**Records shown**
====================

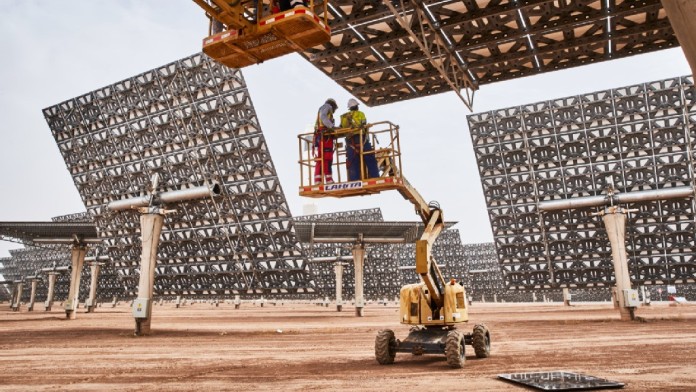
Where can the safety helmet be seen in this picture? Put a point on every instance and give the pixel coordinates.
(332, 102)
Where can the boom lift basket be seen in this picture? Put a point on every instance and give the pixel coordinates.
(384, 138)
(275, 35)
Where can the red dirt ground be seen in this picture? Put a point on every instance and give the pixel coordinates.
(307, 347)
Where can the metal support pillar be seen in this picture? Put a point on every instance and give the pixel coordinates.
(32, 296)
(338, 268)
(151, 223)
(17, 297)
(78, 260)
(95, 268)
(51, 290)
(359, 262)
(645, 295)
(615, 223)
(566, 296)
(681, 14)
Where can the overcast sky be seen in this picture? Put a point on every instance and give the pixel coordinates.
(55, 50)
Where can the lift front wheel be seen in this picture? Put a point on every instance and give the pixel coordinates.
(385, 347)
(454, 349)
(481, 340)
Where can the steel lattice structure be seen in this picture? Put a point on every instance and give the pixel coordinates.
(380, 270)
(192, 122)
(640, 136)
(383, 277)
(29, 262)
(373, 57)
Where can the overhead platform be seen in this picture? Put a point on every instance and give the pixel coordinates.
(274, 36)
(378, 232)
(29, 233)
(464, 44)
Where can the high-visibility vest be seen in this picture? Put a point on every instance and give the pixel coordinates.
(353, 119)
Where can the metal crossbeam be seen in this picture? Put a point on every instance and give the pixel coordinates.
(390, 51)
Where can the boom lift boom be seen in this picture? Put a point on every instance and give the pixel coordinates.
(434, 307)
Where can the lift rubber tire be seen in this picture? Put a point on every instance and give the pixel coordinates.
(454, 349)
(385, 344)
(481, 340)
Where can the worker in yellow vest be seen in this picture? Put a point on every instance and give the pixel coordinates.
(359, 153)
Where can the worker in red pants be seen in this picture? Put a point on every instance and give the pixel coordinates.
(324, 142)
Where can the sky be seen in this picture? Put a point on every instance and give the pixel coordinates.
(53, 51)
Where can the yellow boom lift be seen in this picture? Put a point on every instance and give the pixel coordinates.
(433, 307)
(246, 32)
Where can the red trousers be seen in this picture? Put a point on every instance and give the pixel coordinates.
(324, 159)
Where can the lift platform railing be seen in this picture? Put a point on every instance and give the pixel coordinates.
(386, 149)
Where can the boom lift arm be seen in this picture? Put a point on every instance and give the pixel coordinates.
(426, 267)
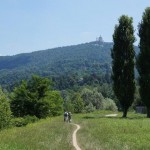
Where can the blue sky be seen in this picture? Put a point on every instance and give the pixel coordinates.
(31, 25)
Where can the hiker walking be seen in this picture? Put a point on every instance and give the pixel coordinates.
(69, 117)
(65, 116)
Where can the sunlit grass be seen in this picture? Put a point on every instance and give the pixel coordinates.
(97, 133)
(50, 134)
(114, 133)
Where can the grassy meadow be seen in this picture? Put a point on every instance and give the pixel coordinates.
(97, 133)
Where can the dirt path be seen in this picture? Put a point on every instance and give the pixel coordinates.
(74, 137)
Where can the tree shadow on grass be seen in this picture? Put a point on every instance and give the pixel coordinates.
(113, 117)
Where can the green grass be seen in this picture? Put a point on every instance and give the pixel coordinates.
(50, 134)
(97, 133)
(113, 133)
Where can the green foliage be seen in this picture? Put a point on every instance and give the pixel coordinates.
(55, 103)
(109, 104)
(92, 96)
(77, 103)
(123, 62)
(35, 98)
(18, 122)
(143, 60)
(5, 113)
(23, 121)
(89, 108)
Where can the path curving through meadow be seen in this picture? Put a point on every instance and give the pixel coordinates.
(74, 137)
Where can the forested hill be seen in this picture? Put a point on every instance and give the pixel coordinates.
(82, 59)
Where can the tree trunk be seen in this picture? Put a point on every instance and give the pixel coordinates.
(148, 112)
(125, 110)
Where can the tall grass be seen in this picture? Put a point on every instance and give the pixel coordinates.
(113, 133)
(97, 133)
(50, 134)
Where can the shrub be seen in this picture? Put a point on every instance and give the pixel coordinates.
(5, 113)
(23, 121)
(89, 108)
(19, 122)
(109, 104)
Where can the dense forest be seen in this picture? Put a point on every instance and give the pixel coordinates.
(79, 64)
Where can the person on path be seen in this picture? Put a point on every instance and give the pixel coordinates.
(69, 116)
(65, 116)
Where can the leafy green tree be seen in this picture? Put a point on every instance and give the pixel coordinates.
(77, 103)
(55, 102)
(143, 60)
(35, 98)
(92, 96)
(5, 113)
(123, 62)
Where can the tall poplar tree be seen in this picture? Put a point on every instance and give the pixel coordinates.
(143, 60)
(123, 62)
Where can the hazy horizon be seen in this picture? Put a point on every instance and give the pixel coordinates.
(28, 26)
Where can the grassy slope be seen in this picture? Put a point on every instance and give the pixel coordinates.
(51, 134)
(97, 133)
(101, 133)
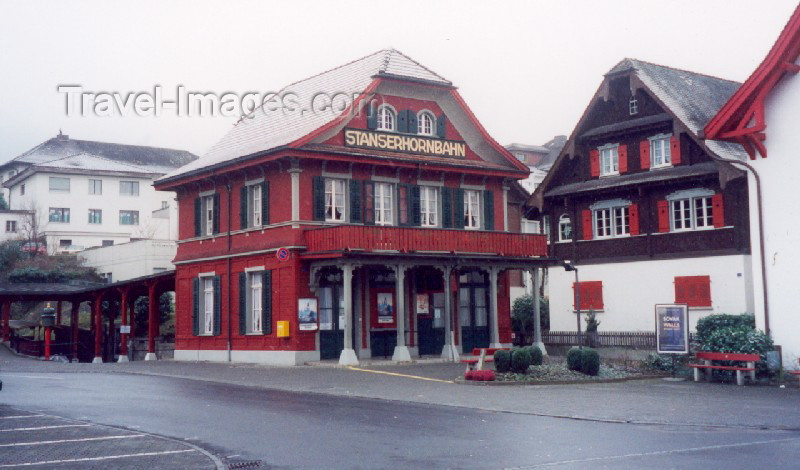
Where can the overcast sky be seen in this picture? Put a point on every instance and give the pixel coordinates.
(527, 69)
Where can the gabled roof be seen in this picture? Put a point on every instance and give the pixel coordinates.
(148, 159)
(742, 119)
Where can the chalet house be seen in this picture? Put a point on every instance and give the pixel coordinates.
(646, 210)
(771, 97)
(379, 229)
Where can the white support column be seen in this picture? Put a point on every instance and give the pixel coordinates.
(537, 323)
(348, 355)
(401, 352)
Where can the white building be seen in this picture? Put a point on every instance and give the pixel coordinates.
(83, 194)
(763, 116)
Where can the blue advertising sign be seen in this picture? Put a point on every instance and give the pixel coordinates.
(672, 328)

====================

**Task to carry out**
Keep the pictures out of your copy, and repeat every entry above exactly.

**Response**
Where can the safety helmet be seen in this picture? Put a point on every instance and give the pixel coordinates.
(332, 102)
Where can the boom lift basket be seen in this picture? Put a point on every instance and give the pixel coordinates.
(384, 138)
(275, 35)
Where can the red dirt ground be seen in this picture? Put a point on every instance and give the pixel coordinates.
(307, 347)
Where can the metal support pillar be seen in this picture? Put a point on every instance and give the pixel coordinates.
(32, 296)
(338, 268)
(151, 223)
(17, 297)
(78, 260)
(95, 268)
(51, 290)
(359, 262)
(645, 295)
(615, 223)
(566, 296)
(681, 14)
Where can the overcast sky be seen in this picture? Put a point on every instance and give the pixel coordinates.
(55, 50)
Where can the lift front wheel be seen in this picture? Put a point on every instance and give the pixel coordinates.
(385, 347)
(454, 349)
(481, 340)
Where can the steel lattice structure be seen in this picture? Put a point on every instance and give the pixel coordinates.
(380, 270)
(192, 122)
(640, 136)
(383, 277)
(29, 262)
(373, 57)
Where can the overhead platform be seen in this picture? Put a point on every instance and give the pixel coordinates.
(274, 36)
(378, 232)
(29, 233)
(464, 44)
Where can the high-visibility vest be seen in this picture? Put a point on every instance and give the pixel coordinates.
(353, 119)
Where can the metal crossbeam be seen in this picture? Put a point on every instance and give the pixel coordinates.
(390, 51)
Where can the boom lift boom be seen in this picture? Put a point on every instance and give the pixel coordinates.
(434, 307)
Where can the lift rubber tire be seen in this picture? Put a point on every instance and give the pixel coordinates.
(454, 349)
(385, 344)
(481, 340)
Where can the worker in yellow vest be seen in this picture? Put a point on every instance and give the pixel coordinates.
(359, 153)
Where can the worker in red pants be seen in this picture? Put a point on every instance and give the pixel coordinates.
(324, 142)
Where can the sky be seen in this picture? Put a point on every instance and give the pixel coordinates.
(53, 51)
Where can the yellow boom lift be seen in this picture? Put a point on every instance and give the pixel coordinates.
(433, 307)
(246, 32)
Where can the red trousers be seen in this picture? Put a point on every instance and give the pixel coordinates.
(324, 159)
Where can the lift platform railing be seen in this picture? Put a point on every instance and give the pixel coordinates.
(386, 149)
Where can the boom lift arm be seen in this picture? Put a point on every instance and give the pixel coordinates.
(426, 267)
Where can the blue sky be seen in this picture? Put a point on every instance and give the pixel coordinates.
(31, 25)
Where can the hiker walking be seen in this picture? Put a point on every instance and give the pixel coordinates.
(69, 117)
(65, 116)
Where can the sunlit grass be seen in this picture? Put a point on every instance and give the pixel coordinates.
(97, 133)
(50, 134)
(114, 133)
Where can the grassy meadow be seen in this picture? Put a point on every instance and give the pixel coordinates.
(97, 133)
Where can the dirt path be seen in this picture? Put a point on every instance and give the pixel coordinates.
(74, 137)
Where can the tree shadow on grass be seen in this picture? Put a point on every instance and give the pixel coordinates.
(113, 117)
Where can the green grass be seen in this picture? Put a point on every instance and give the pixel coordinates.
(50, 134)
(97, 133)
(113, 133)
Where can the green foliage be seen in this picture? Put a point on every instance and give the pixel coordinates.
(55, 103)
(109, 104)
(92, 96)
(77, 103)
(123, 62)
(35, 98)
(18, 122)
(143, 60)
(5, 113)
(23, 121)
(89, 108)
Where can the path curving through meadow be seen in this picture? Put a point on every instance and give the pixel coordinates.
(74, 137)
Where can the forested hill be seen in this picture? Put a point on every instance and give the pixel coordinates.
(82, 59)
Where can the tree trunk be seen in this picture? Put a point on every instance and give the pixel coordinates.
(148, 112)
(125, 110)
Where can the tall grass be seen in this picture? Put a point on every instance and give the pixel coordinates.
(113, 133)
(97, 133)
(50, 134)
Where can the shrub be seen in this picture? Put a point on every instance and give the pixel coordinates.
(5, 113)
(23, 121)
(89, 108)
(19, 122)
(109, 104)
Where can the dense forest be seen in this picture? Put a point on every instance and give the pixel coordinates.
(79, 64)
Where can the person on path be seen in this picture? Put a point on every instance and give the pixel coordinates.
(69, 116)
(65, 116)
Where can the leafy green tree be seen in this picture? Put a point on every instance and give the pixel coordinates.
(77, 103)
(55, 102)
(143, 60)
(35, 98)
(92, 96)
(5, 113)
(123, 62)
Where can the tall poplar tree be seen in this picture? Put a point on every instance and give the pixel coordinates.
(143, 60)
(123, 62)
Where can the hazy horizon be seen in this picture? Put a point on every instance and give the pixel coordinates.
(28, 26)
Where can the grassy slope be seen in this picture? Put a point on every instance and give the pixel coordinates.
(51, 134)
(97, 133)
(101, 133)
Where can the overcast sky be seen in this picture? Put a point on every instance and give the pixel coordinates.
(527, 69)
Where can the gabled roof be seen in this picture? Put a point on every instance and give the pixel coordinates.
(148, 159)
(742, 119)
Where can the chalet house be seen in this picture? Put a point on every instance and give the pixel coordinates.
(646, 210)
(771, 97)
(379, 229)
Where can the white support column be seen in this picture? Put a point on every instance and give the pixel coordinates.
(537, 323)
(348, 355)
(401, 352)
Where can the white building be seen in this picture? Put a point on every instance and give the pixel coordinates.
(83, 194)
(763, 116)
Where can the blue advertising sign be seen in this picture? Put a point on every instance and give the pixel coordinates.
(672, 328)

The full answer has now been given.